◆ **What the exercise asks**: Once the pictures are set aside, transcribe each line of the listing exactly.

◆ **Exercise materials**:
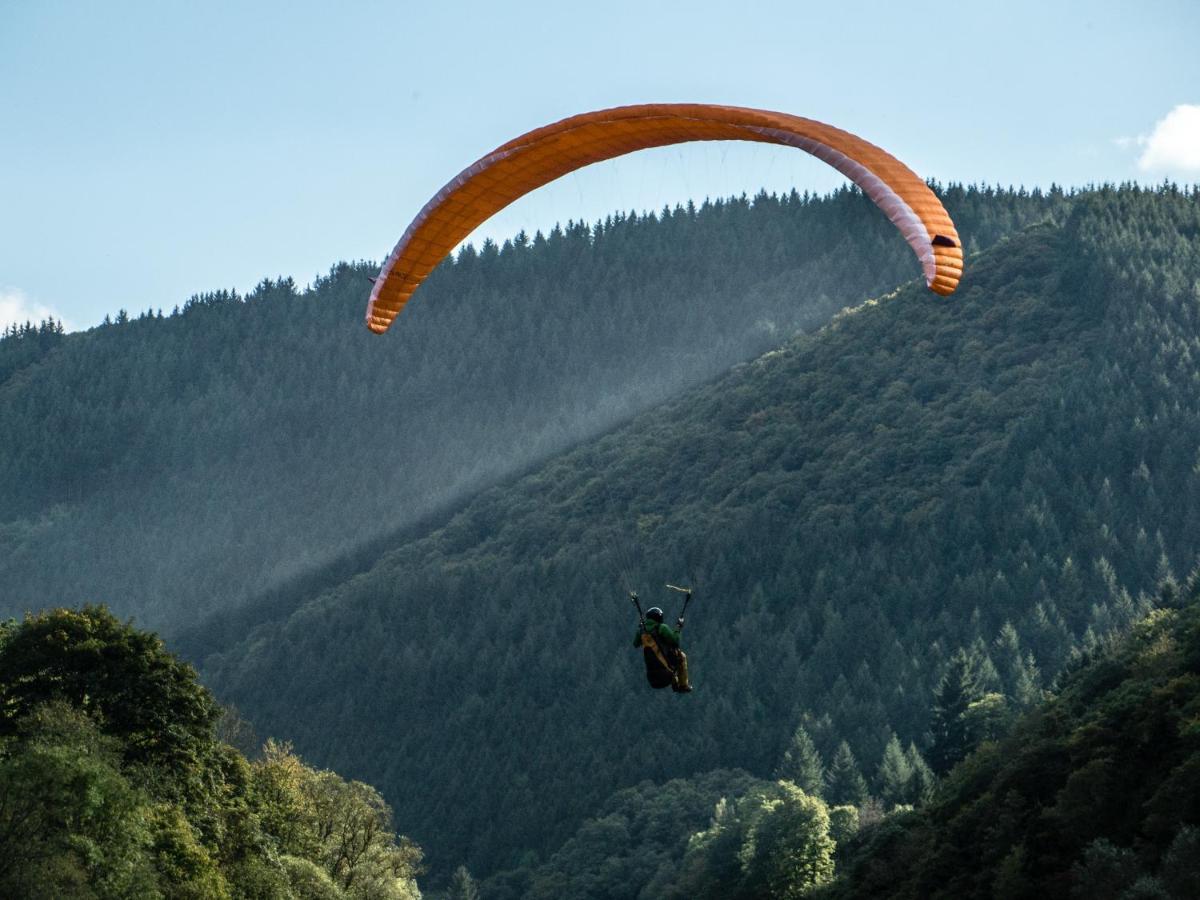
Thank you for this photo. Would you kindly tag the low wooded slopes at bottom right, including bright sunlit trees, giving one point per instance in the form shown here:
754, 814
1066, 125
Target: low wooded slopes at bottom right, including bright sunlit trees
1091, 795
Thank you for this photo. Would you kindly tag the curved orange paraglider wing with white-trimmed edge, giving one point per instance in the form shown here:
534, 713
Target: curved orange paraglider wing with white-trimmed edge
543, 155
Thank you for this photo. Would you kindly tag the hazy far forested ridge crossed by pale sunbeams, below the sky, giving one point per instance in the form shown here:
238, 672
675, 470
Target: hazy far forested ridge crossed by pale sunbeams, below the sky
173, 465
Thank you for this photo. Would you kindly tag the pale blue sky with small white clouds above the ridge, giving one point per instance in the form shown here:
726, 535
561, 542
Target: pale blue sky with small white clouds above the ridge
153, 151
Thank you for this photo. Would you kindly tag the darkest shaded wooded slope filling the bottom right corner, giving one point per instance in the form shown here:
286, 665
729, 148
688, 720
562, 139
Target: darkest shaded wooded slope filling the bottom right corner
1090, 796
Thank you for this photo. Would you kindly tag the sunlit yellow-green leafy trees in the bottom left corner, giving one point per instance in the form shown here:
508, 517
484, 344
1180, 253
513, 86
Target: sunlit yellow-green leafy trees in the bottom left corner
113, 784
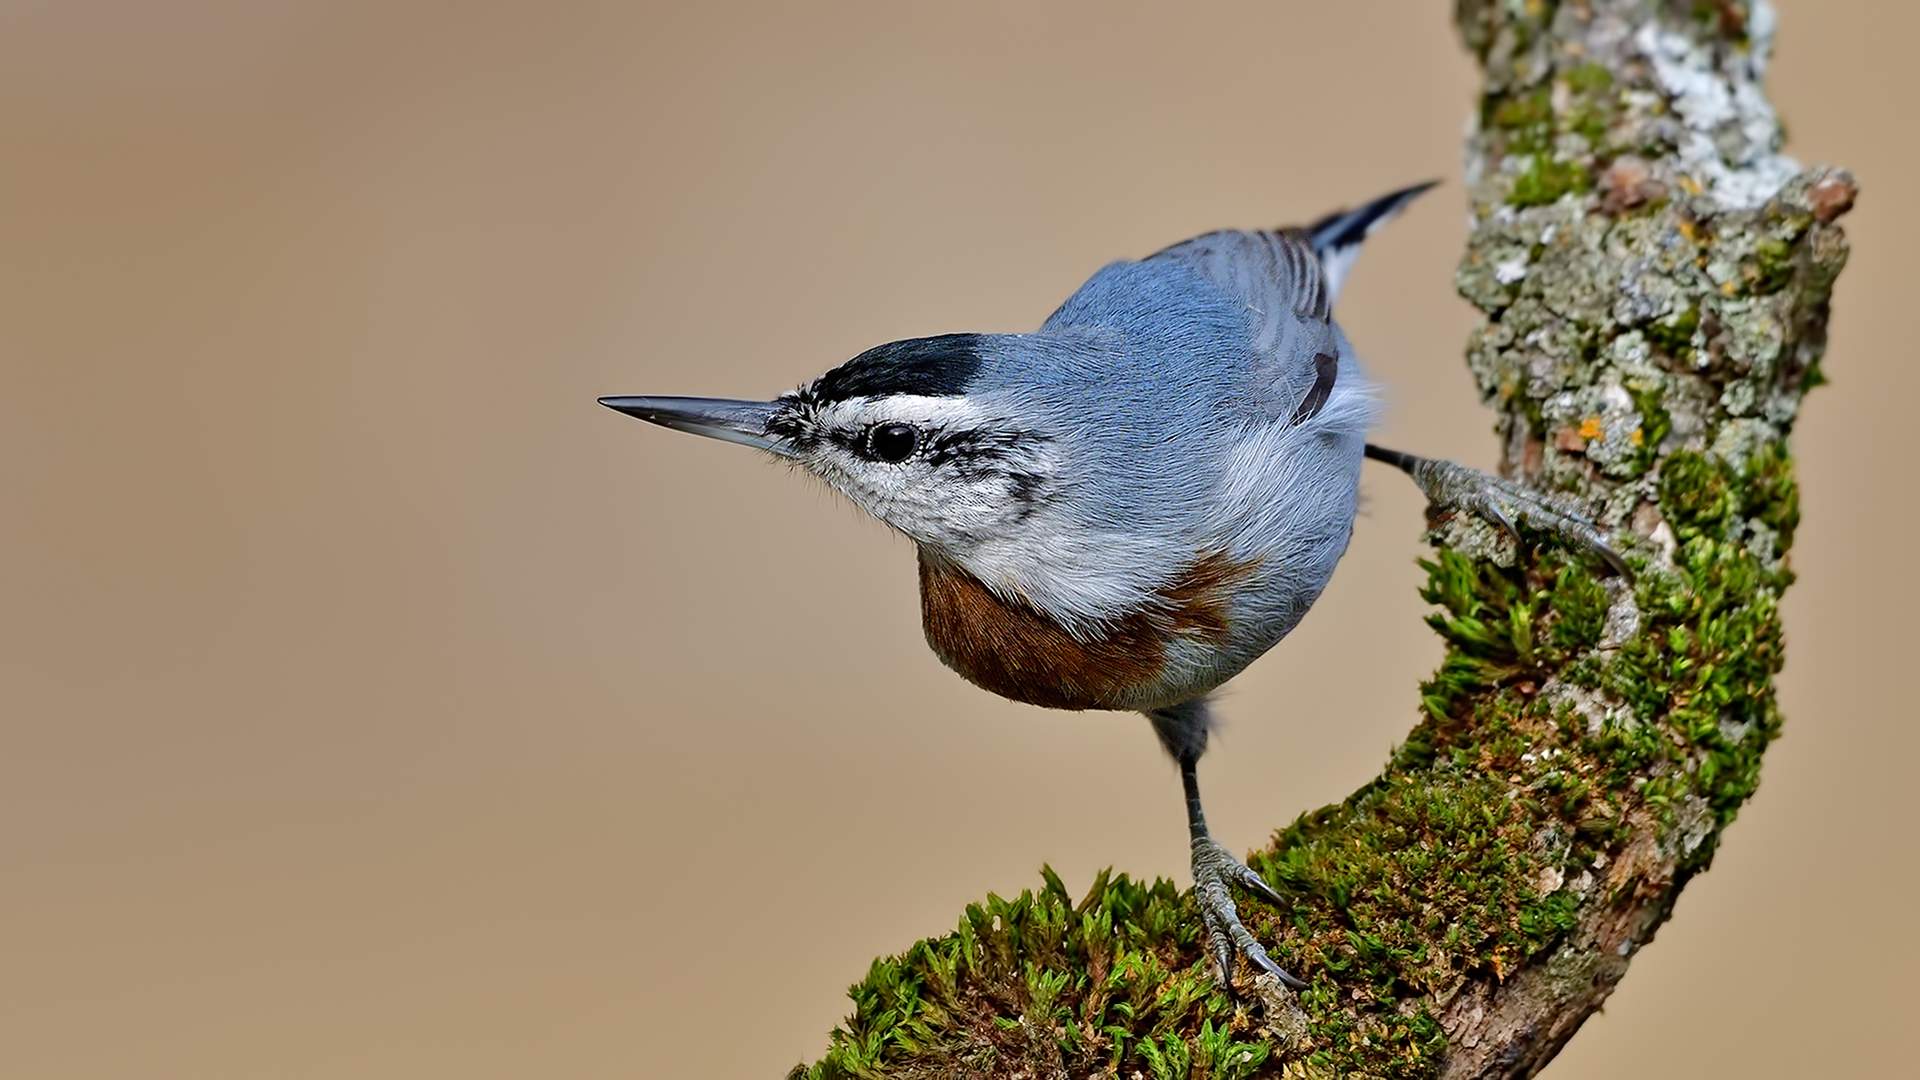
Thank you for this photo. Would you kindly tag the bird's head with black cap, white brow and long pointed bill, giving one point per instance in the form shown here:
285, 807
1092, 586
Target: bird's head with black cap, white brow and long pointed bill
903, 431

◆ **Response for this exercise**:
Thank you for this photo. Would you kindly tag the low wooded slopes at bottom right, including bright sunlit trees, giving one point per instance in the form shown here:
754, 814
1066, 125
Target: low wooded slopes at bottom right, including bright sunlit trees
1091, 795
Thank you for this photo. Would you kindly tag the curved orange paraglider wing with white-trimmed edge, giving one point per instance in the form shown here:
534, 713
Target: curved orange paraglider wing with white-trimmed edge
543, 155
Thank you for this photo. Would you kindly tag the hazy far forested ridge crossed by pale sunbeams, below the sky, giving one point per instance in the form shown here:
238, 672
675, 470
Target: hazy far forested ridge crossed by pale sunbeams, below the sky
173, 465
Thank you for this photo. Would you kindly tag the pale blue sky with small white clouds above the ridge, giving one point per instance in the form shown here:
726, 535
561, 542
Target: pale blue sky with small white clouds above the ridge
153, 151
Thank you for this photo. Would you kindly tag the darkest shaded wooded slope filling the bottom right corner, giving one point per instance in the form shown here:
286, 665
729, 148
688, 720
562, 139
Target: darkest shaded wooded slope filling the bottom right corner
1090, 796
Thank you for this photo. Would you kindly tag the sunlit yellow-green leafy trees in the bottom left corner, giving one point per instance in the form shown here:
508, 517
484, 344
1180, 253
513, 86
Target: sunlit yellow-green leafy trees in the bottom left corner
113, 784
Thank you for this photo. Would you kindly tag the bird's head with black cap, white brow and long pointed bill, giving one point per instance in the form shown here:
285, 807
1092, 586
Target: bird's head with black cap, white brow and long pointed bill
903, 431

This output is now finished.